** To do **
Transcribe every entry word for word.

** Record excerpts **
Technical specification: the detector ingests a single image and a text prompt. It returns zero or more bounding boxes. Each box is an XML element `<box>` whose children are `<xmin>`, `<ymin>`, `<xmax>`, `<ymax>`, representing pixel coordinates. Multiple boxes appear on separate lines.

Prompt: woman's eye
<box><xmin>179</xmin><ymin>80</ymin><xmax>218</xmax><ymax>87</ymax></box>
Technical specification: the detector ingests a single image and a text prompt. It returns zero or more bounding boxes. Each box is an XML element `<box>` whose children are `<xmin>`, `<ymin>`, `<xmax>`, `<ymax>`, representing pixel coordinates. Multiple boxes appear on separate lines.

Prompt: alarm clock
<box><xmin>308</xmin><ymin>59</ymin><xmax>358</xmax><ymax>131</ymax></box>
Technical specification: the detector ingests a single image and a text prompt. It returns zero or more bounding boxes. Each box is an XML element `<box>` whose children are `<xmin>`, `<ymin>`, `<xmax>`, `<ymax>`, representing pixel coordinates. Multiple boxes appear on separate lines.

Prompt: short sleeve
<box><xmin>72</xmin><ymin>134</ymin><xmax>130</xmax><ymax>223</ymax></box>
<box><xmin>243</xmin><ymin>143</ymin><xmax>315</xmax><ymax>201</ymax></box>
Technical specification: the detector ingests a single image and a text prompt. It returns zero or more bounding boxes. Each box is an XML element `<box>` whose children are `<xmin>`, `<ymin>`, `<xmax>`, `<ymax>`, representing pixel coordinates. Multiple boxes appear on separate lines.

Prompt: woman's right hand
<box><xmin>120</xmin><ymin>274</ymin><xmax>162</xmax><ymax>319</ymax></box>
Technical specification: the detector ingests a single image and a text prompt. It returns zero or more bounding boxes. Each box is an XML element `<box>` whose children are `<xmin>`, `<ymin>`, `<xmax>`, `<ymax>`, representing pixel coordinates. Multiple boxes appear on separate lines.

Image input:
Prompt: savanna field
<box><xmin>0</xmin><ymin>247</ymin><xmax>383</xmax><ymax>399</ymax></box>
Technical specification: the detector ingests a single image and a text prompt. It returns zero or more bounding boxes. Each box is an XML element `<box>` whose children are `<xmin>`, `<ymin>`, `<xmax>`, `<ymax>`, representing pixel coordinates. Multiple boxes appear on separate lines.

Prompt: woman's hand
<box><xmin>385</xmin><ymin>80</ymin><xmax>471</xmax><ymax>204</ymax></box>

** Solution for this problem **
Technical specification: the detector ingests a single image and a text prompt. It returns zero or more bounding boxes. Each box is an XML element `<box>` whose children are `<xmin>`, `<ymin>`, `<xmax>`, `<ymax>`, representing pixel coordinates. Multiple boxes appear on separate lines.

Prompt: woman's eye
<box><xmin>179</xmin><ymin>80</ymin><xmax>218</xmax><ymax>87</ymax></box>
Technical specification: the detector ingests a single image and a text prompt. It returns zero or more bounding boxes. Each box is an XML element `<box>` whose children are `<xmin>`, `<ymin>`, `<xmax>`, `<ymax>`, representing pixel coordinates. Multiple boxes appear on separate lines.

Prompt: alarm clock
<box><xmin>308</xmin><ymin>59</ymin><xmax>358</xmax><ymax>131</ymax></box>
Technical specification: the detector ingests a single image and a text prompt. It returns zero or more bounding boxes. Each box is an XML element `<box>` whose children are `<xmin>`, `<ymin>`, `<xmax>`, `<ymax>`, representing pixel coordinates. Multiple boxes appear on separate lines.

Prompt: short sleeve
<box><xmin>72</xmin><ymin>134</ymin><xmax>130</xmax><ymax>223</ymax></box>
<box><xmin>243</xmin><ymin>143</ymin><xmax>315</xmax><ymax>201</ymax></box>
Technical specification: the detector ingests a single image and a text prompt. It returns zero or more bounding boxes. Each box is an XML element `<box>` whose children are `<xmin>`, `<ymin>`, `<xmax>`, `<ymax>`, representing pixel coordinates. Multiple boxes appear on separate lines.

Prompt: woman's right hand
<box><xmin>120</xmin><ymin>274</ymin><xmax>162</xmax><ymax>319</ymax></box>
Technical specification: the detector ingests a single image and a text prompt. It returns zero or more bounding boxes. Each box is an XML element `<box>` whose children are `<xmin>`, `<ymin>`, `<xmax>`, `<ymax>`, representing pixel coordinates. Multiple boxes appear on separate lines.

Image input:
Prompt: savanna field
<box><xmin>0</xmin><ymin>247</ymin><xmax>383</xmax><ymax>399</ymax></box>
Technical specification: the detector ingests a single image and a text prompt. It returns zero or more bounding boxes. Each box is an XML element `<box>` whose children are `<xmin>`, `<ymin>`, `<xmax>`, `<ymax>`, representing pixel coordinates. Multiple boxes appear on separate lines.

Prompt: woman's hand
<box><xmin>385</xmin><ymin>80</ymin><xmax>471</xmax><ymax>204</ymax></box>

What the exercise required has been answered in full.